#### [WRITTEN EXERCISE]
Copy each of the items below exactly, line for line, but leave the pictures out of your copy.

#### [LISTED RECORDS]
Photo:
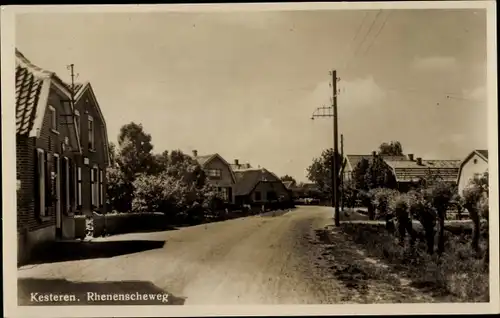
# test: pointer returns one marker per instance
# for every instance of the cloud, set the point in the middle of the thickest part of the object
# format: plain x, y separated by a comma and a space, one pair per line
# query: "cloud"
435, 63
478, 93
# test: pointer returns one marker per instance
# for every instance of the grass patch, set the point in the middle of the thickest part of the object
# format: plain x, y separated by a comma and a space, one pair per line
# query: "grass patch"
460, 275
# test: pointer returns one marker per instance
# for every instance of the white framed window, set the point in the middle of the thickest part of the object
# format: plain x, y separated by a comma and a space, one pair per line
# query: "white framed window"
79, 186
53, 117
77, 120
101, 188
66, 182
214, 173
41, 174
91, 132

#### [EXERCISE SOLUTION]
Photo:
# test: pointer returns one marker per instance
# for every instance of the cloud, set the point in the middle of the thickest part of the object
# format: plain x, y separated by a comma and a space, one pair per line
# query: "cloud"
435, 63
478, 93
# test: pointer returns one marker per instance
# for every instance of the grass patch, set the point in the middle of the thickest part of the object
# format: plain x, y separated by a comma and a space, one pair per line
# query: "grass patch"
460, 275
# test: pointer returns one marker per instance
# for every instance of the white framed window, set the point in the middle of the thickest part of the object
# format: plain x, y separated by a comma and a space, one pair per line
# query: "white framed window"
79, 186
53, 117
77, 120
101, 188
66, 182
214, 173
41, 174
91, 132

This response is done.